▶ _Information provided_:
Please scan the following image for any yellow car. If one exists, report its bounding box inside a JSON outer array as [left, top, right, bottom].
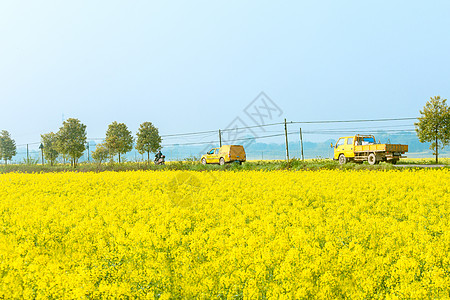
[[200, 145, 246, 165]]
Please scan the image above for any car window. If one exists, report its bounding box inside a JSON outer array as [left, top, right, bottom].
[[336, 139, 345, 148]]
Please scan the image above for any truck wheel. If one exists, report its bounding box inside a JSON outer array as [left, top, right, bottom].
[[367, 153, 379, 166], [339, 154, 347, 165]]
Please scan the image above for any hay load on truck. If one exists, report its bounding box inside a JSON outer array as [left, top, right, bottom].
[[331, 134, 408, 165], [200, 145, 246, 165]]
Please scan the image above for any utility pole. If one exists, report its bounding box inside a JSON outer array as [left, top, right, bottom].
[[300, 127, 305, 160], [284, 119, 289, 164]]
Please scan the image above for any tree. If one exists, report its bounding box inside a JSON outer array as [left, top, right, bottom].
[[136, 122, 161, 163], [92, 143, 109, 164], [0, 130, 17, 165], [41, 132, 59, 166], [105, 121, 133, 163], [57, 118, 86, 168], [414, 96, 450, 163]]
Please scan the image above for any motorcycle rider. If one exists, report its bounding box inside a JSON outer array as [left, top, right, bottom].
[[155, 150, 163, 162]]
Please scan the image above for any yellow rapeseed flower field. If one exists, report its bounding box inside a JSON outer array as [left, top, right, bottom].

▶ _Requirement_: Reproduce every row above, replacing "scan" with "search" wherever it occurs and leaving all other wording unchanged. Omit the pictures from the answer.

▶ _The completed task_:
Please search the following image for any yellow car. If one exists, report its bounding box inside a JSON outer array as [left, top, right, bottom].
[[200, 145, 246, 165]]
Please search the image above for any car window. If one exists, report its bounding box inside a JSON outer array as [left, top, right, bottom].
[[336, 139, 345, 148]]
Please search the image above for any truck wheel. If one exists, report its bounding box inside a JSON outer array as [left, top, right, bottom].
[[367, 153, 379, 166], [339, 154, 347, 165]]
Please search the image above for any hay load on truck. If one exists, report its bounding box inside a JSON outer array as [left, top, right, bottom].
[[331, 134, 408, 165], [200, 145, 246, 165]]
Please search the image above for any utility pole. If one exists, report its bounding box inside a JSON outer array as [left, top, right, bottom].
[[300, 127, 305, 160], [284, 119, 289, 164]]
Please search the image above for any tree. If one exists, report its bounding box inside a JSON outer array as [left, top, right, bottom].
[[136, 122, 161, 163], [92, 143, 109, 164], [0, 130, 17, 165], [41, 132, 59, 166], [105, 121, 133, 163], [57, 118, 86, 168], [414, 96, 450, 163]]
Please search the image above for any motorcycle rider. If one exists, report its bounding box inside a JSON outer array as [left, top, right, bottom].
[[155, 150, 163, 162]]
Please search the image above for any yellow rapeseed flower field. If one exists, report its bounding box inside a JSON outer array as [left, top, right, bottom].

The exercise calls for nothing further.